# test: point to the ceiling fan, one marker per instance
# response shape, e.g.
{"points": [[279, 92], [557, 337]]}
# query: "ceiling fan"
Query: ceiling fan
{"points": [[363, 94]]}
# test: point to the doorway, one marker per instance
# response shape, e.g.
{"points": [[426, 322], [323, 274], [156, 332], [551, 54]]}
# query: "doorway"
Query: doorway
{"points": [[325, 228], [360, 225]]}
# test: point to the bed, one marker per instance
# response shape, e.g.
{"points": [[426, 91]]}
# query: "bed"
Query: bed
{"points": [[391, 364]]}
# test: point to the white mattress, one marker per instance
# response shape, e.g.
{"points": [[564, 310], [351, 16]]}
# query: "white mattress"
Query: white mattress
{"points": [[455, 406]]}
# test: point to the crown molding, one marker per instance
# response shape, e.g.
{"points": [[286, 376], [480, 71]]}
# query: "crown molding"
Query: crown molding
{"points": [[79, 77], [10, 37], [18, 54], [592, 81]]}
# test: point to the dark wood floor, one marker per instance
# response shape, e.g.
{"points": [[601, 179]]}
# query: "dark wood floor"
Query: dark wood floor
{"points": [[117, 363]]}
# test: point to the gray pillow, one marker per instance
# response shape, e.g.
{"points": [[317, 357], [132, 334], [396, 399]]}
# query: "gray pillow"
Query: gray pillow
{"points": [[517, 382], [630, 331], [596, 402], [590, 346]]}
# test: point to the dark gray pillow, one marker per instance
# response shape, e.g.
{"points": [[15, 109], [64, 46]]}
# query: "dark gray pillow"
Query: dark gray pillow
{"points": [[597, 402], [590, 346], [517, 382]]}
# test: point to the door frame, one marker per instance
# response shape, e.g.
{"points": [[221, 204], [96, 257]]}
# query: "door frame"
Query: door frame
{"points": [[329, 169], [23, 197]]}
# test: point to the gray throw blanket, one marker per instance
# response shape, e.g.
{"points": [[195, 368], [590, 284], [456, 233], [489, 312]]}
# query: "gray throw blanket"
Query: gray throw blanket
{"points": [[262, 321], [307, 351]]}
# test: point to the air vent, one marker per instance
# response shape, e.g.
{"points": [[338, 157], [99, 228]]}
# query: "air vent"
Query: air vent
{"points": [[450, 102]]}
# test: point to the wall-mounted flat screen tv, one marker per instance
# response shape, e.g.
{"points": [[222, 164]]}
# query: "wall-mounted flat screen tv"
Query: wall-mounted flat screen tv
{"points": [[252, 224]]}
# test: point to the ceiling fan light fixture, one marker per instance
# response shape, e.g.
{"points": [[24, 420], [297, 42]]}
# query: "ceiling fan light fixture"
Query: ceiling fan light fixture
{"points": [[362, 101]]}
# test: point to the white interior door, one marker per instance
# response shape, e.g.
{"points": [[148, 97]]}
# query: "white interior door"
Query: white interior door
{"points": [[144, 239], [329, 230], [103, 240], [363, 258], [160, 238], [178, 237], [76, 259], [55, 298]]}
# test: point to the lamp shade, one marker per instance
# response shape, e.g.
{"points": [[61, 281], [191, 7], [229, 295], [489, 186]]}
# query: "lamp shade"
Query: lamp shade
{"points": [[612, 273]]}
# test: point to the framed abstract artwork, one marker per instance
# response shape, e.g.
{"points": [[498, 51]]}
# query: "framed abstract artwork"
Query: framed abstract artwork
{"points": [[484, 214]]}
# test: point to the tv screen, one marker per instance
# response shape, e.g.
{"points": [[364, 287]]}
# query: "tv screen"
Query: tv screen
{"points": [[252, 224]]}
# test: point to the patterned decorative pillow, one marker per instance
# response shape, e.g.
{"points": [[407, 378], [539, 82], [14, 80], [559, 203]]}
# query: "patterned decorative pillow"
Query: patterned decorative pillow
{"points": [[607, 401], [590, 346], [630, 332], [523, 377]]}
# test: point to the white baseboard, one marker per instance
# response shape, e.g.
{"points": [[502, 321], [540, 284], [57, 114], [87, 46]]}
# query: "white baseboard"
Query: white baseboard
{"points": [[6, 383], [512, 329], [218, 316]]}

> _EXERCISE PROMPT_
In this exercise, repeat all entries exactly.

> _COMPLETED TASK_
# test: point to the ceiling fan, one marker per instance
# response shape, e.g.
{"points": [[279, 92], [557, 337]]}
# query: "ceiling fan"
Query: ceiling fan
{"points": [[363, 94]]}
# test: point to the doorway, one marker per instance
# response shape, e.g.
{"points": [[426, 322], [323, 274], [156, 332], [551, 54]]}
# query: "doorway"
Query: doorway
{"points": [[325, 228], [360, 225]]}
# test: point to the bed, one marker per instance
# response shape, e.g.
{"points": [[426, 91]]}
# query: "bed"
Query: bed
{"points": [[391, 364]]}
# test: point to the white mattress, one marker per instance
# response shape, e.g.
{"points": [[564, 310], [351, 16]]}
# query: "white mattress"
Query: white mattress
{"points": [[455, 406]]}
# test: point to the crown molding, one marker per instance
# response shape, e.g.
{"points": [[286, 376], [480, 71]]}
# query: "crown molding"
Query: crown molding
{"points": [[79, 77], [10, 37], [18, 54], [592, 81]]}
# test: point to the dark wood floor, one marker per instance
# response shape, e.g.
{"points": [[601, 179]]}
# query: "dark wood floor"
Query: dark wood floor
{"points": [[117, 363]]}
# test: point to the gray pillow, one marker per instance
# response shape, e.g.
{"points": [[317, 357], [132, 334], [396, 399]]}
# query: "gray pillow"
Query: gray pillow
{"points": [[517, 382], [630, 331], [596, 402], [590, 346]]}
# test: point to the dark gray pillow, one marker per instance
# response shape, e.g.
{"points": [[15, 109], [64, 46]]}
# query: "dark gray pillow"
Query: dark gray pillow
{"points": [[597, 402], [590, 346], [517, 382]]}
# test: point to the door frame, one marker per instance
# response shape, e.g.
{"points": [[221, 204], [96, 257]]}
# query: "door frame"
Query: door frame
{"points": [[329, 169], [23, 197]]}
# test: point to the gray throw blanket, one marker per instance
# response shape, e.g.
{"points": [[195, 368], [590, 284], [456, 233], [489, 312]]}
# query: "gray throw blanket"
Query: gray throw blanket
{"points": [[262, 321], [307, 351]]}
# test: point to the air vent, one marker per instance
# response shape, e.g.
{"points": [[338, 157], [99, 228]]}
# query: "air vent"
Query: air vent
{"points": [[450, 102]]}
# test: point to the wall-mounted flat screen tv, one marker per instance
# response shape, e.g.
{"points": [[222, 164]]}
# query: "wall-mounted flat screen tv"
Query: wall-mounted flat screen tv
{"points": [[252, 224]]}
# test: point to the ceiling fan light fixture, one marker per instance
# response shape, e.g.
{"points": [[24, 420], [297, 42]]}
# query: "ceiling fan light fixture"
Query: ceiling fan light fixture
{"points": [[362, 101]]}
# test: point to the white interior door, one marker per instance
# response shape, e.g.
{"points": [[148, 97]]}
# query: "white interior door"
Query: white interior door
{"points": [[144, 239], [329, 230], [103, 240], [363, 258], [160, 238], [178, 237], [76, 259], [55, 298]]}
# test: point to the lamp shade, one marker per instance
# response shape, e.g.
{"points": [[61, 281], [191, 7], [229, 295], [489, 186]]}
# query: "lamp shade"
Query: lamp shade
{"points": [[612, 273]]}
# test: point to the framed abstract artwork, one marker per instance
# response shape, e.g.
{"points": [[498, 51]]}
# query: "framed abstract artwork"
Query: framed abstract artwork
{"points": [[484, 214]]}
# test: point to the tv screen, one marker per instance
# response shape, e.g.
{"points": [[364, 287]]}
# query: "tv screen"
Query: tv screen
{"points": [[252, 224]]}
# test: point to the patterned decorative pillow, one marker per instance
# response shape, e.g.
{"points": [[407, 378], [539, 82], [14, 80], [559, 203]]}
# query: "patterned decorative pillow"
Query: patterned decorative pillow
{"points": [[607, 401], [590, 346], [630, 332], [523, 377]]}
# test: point to the white baseboard, one marker per instance
# response shape, e.g.
{"points": [[502, 321], [540, 284], [57, 114], [87, 46]]}
# query: "white baseboard"
Query: white baseboard
{"points": [[6, 383], [512, 329], [218, 316]]}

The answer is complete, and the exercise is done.